Your objective
Repeat the records exactly, so that each line matches the original.

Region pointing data
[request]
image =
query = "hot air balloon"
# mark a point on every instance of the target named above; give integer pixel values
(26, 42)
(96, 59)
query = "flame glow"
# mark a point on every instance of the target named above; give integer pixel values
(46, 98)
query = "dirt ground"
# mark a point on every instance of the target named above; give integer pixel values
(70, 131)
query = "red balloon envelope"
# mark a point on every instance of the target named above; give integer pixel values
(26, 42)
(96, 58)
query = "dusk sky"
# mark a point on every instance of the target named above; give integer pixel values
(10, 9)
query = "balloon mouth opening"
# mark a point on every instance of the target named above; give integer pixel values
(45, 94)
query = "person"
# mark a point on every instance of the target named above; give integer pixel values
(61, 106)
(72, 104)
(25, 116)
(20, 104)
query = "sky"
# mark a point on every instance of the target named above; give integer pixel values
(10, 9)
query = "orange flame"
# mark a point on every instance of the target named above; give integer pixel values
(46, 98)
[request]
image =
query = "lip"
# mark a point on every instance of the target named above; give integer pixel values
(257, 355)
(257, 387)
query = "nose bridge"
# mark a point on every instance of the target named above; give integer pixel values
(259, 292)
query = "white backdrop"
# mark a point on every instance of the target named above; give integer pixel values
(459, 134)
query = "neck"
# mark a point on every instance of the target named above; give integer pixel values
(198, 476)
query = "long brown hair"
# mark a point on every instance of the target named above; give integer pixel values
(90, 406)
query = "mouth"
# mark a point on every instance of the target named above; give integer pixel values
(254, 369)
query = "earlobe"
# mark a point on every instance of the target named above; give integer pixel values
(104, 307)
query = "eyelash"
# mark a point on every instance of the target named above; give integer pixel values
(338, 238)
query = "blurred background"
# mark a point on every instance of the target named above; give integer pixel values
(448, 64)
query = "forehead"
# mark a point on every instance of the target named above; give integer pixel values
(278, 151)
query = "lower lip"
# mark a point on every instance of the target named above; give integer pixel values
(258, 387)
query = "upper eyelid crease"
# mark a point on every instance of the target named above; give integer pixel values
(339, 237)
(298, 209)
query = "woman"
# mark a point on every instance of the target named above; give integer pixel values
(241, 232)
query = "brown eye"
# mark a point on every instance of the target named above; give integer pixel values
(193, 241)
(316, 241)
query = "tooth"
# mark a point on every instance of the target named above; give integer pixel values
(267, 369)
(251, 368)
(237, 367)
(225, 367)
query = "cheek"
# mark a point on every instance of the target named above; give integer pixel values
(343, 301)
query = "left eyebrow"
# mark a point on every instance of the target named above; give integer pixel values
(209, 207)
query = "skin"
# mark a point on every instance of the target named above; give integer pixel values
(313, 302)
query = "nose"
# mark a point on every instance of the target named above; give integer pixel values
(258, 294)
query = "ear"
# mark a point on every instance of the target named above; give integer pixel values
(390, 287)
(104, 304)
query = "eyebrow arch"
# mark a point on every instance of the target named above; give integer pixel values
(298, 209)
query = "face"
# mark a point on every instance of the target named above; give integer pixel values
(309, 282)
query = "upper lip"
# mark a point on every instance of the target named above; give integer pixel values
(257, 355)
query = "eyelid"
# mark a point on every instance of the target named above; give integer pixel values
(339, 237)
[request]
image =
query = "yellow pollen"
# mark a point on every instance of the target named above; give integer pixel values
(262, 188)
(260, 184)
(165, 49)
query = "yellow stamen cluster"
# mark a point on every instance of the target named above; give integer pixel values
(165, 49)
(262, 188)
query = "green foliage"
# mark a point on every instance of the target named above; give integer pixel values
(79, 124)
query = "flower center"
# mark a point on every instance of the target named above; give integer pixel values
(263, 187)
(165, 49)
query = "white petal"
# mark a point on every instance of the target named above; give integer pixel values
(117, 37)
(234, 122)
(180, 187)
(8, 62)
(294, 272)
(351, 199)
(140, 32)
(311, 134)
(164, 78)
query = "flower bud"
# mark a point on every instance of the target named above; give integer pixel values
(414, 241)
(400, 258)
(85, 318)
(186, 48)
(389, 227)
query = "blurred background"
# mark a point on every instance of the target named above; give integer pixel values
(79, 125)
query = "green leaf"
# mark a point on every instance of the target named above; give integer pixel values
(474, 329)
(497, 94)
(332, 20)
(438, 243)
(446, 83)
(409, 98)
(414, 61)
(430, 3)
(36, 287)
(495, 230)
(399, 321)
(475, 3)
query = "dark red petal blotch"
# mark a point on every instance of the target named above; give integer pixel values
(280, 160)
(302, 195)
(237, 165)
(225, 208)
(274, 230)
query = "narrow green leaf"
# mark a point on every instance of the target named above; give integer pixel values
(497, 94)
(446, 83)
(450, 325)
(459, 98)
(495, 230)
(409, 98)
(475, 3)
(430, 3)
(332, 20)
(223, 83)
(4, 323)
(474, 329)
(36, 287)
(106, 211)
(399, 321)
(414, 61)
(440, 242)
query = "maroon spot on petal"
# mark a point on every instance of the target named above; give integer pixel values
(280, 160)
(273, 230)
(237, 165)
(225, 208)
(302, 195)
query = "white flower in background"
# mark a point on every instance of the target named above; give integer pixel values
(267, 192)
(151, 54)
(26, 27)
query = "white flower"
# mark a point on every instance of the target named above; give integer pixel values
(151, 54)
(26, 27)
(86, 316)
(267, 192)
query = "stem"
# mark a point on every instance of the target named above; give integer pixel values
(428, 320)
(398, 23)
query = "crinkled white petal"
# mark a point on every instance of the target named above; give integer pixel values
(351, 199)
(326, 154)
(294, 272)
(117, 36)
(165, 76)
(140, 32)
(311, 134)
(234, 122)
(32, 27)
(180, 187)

Result of the exercise
[request]
image =
query = "hot air balloon"
# mark a point on every instance of the target named above; give integer pixel values
(26, 42)
(96, 59)
query = "flame glow"
# mark a point on every instance of the target named above; give integer pixel values
(46, 98)
query = "dirt ground"
# mark a point on every instance of the target named above; give integer pixel values
(70, 131)
query = "red balloon envelope"
# mark a point on every instance of the target named above; give integer pixel values
(26, 42)
(96, 58)
query = "dusk sky"
# mark a point on every instance of the target named above; give integer pixel values
(10, 9)
query = "balloon mouth opening"
# mark a point on every instance of the target named above; give integer pixel values
(45, 94)
query = "person"
# mark a point on every instance of the target named above; give integer pixel values
(61, 106)
(72, 104)
(25, 116)
(20, 104)
query = "sky"
# mark a point on every instance of the target named above; give integer pixel values
(10, 9)
query = "orange flame"
# mark a point on every instance of the target named above; give integer pixel values
(46, 98)
[request]
image =
query = "lip"
# mark a point on every instance of the target named above; give integer pixel values
(257, 355)
(257, 387)
query = "nose bridge"
# mark a point on every instance of the target named above; give integer pixel values
(259, 292)
query = "white backdrop"
# mark a point on every instance of the target named above; give integer pixel values
(459, 134)
query = "neck"
# mark a point on every instance of the target named above; give integer pixel values
(198, 476)
query = "long brown hair"
# mark a point on every instance of the target named above; give integer pixel values
(90, 406)
query = "mouth"
# mark a point on every instance of the target named above; give integer pixel values
(254, 369)
query = "earlobe"
# mark a point on every instance of the target named above; give integer pixel values
(104, 307)
query = "eyelash"
# mark a point on every instance of the target named above; give integer pixel values
(338, 238)
query = "blurred background"
# mark a point on every instance of the target named above; give integer pixel values
(448, 64)
query = "forehead"
# mark a point on every instance of the target named above; give integer pixel values
(278, 151)
query = "lower lip"
# mark a point on every instance of the target named above; give integer pixel values
(258, 387)
query = "upper eyelid crease"
# mark a point on every instance of the target named above; give integer pixel values
(339, 237)
(298, 209)
query = "woman"
# mark a point on every instance of the target named above; give integer pixel values
(241, 232)
query = "brown eye"
# mark a point on every instance of the target named above; give integer pixel values
(193, 241)
(316, 241)
query = "tooth"
# mark a point on every instance of the target named above; give integer pixel values
(267, 369)
(251, 368)
(237, 367)
(225, 367)
query = "cheek"
# mark a point on every instance of the target named above; give integer pixel values
(343, 301)
query = "left eyebrow"
# mark a point on every instance of the target named above; give integer pixel values
(209, 207)
query = "skin"
# mark a point on every instance of the target named above; give integer pixel values
(313, 302)
query = "nose"
# mark a point on every instance of the target named above; give integer pixel values
(258, 294)
query = "ear"
# mark a point on every instance of the target named above; give integer pixel values
(390, 287)
(104, 304)
query = "eyebrow arch"
# mark a point on every instance of the target named above; give integer pixel values
(298, 209)
query = "face"
# mark a point on every instance of the target named above; give integer pixel values
(309, 282)
query = "upper lip"
# mark a point on every instance of the target named above; give integer pixel values
(257, 355)
query = "eyelid"
# mark a point on every instance of the target named above; give integer pixel values
(339, 237)
[request]
image =
query = "yellow pollen"
# mark a point on every instance of the target named above; give integer pixel values
(262, 188)
(260, 184)
(165, 49)
query = "yellow stamen cluster"
# mark a point on every instance of the target named above; give integer pixel values
(165, 49)
(262, 188)
query = "green foliage"
# mark a point on every instance of the target named above; give integer pixel values
(79, 124)
query = "flower center"
# mark a point on every instance of the target named above; give integer pixel values
(263, 187)
(165, 49)
query = "white petal"
# mark a point on every instance of the target named above; give integer pixel values
(117, 37)
(234, 122)
(180, 187)
(8, 62)
(294, 272)
(351, 199)
(140, 32)
(311, 134)
(164, 78)
query = "flower bud"
# mark a point on every instance of the target named above; give integer pixel values
(414, 241)
(400, 258)
(85, 318)
(186, 48)
(389, 227)
query = "blurred background"
# mark a point on every instance of the target named above; give integer pixel values
(79, 125)
query = "green leaf"
# mark a point on every instance of the target named above; give integer pixel values
(474, 329)
(497, 94)
(332, 20)
(438, 243)
(446, 83)
(409, 98)
(414, 61)
(430, 3)
(36, 287)
(495, 230)
(399, 321)
(475, 3)
query = "dark red petal blotch"
# mark a point on every instance of the target named above; give integer pixel values
(280, 160)
(302, 195)
(237, 165)
(225, 208)
(274, 230)
query = "narrow green leaf"
# mark a point on every instance of the target named above; give integer pixel values
(497, 94)
(446, 83)
(450, 325)
(459, 98)
(495, 230)
(409, 98)
(475, 3)
(430, 3)
(332, 20)
(223, 83)
(4, 323)
(474, 329)
(36, 287)
(106, 211)
(399, 321)
(414, 61)
(440, 242)
query = "maroon spot on petal"
# mark a point on every instance of the target named above; give integer pixel values
(280, 160)
(273, 230)
(237, 165)
(225, 208)
(302, 195)
query = "white flower in background"
# mark a point on every instance of the target named above; give integer pixel values
(267, 192)
(151, 54)
(26, 27)
query = "white flower"
# mark a point on every instance of the target named above; give integer pixel values
(151, 54)
(26, 27)
(86, 316)
(267, 192)
query = "stem"
# mark a point on every instance of the target named above; give integer pixel values
(428, 320)
(398, 23)
query = "crinkled white petal"
# mark a point on every instance of the target named above; give integer pixel values
(351, 199)
(326, 154)
(294, 272)
(117, 36)
(165, 76)
(140, 32)
(311, 134)
(234, 122)
(32, 27)
(180, 187)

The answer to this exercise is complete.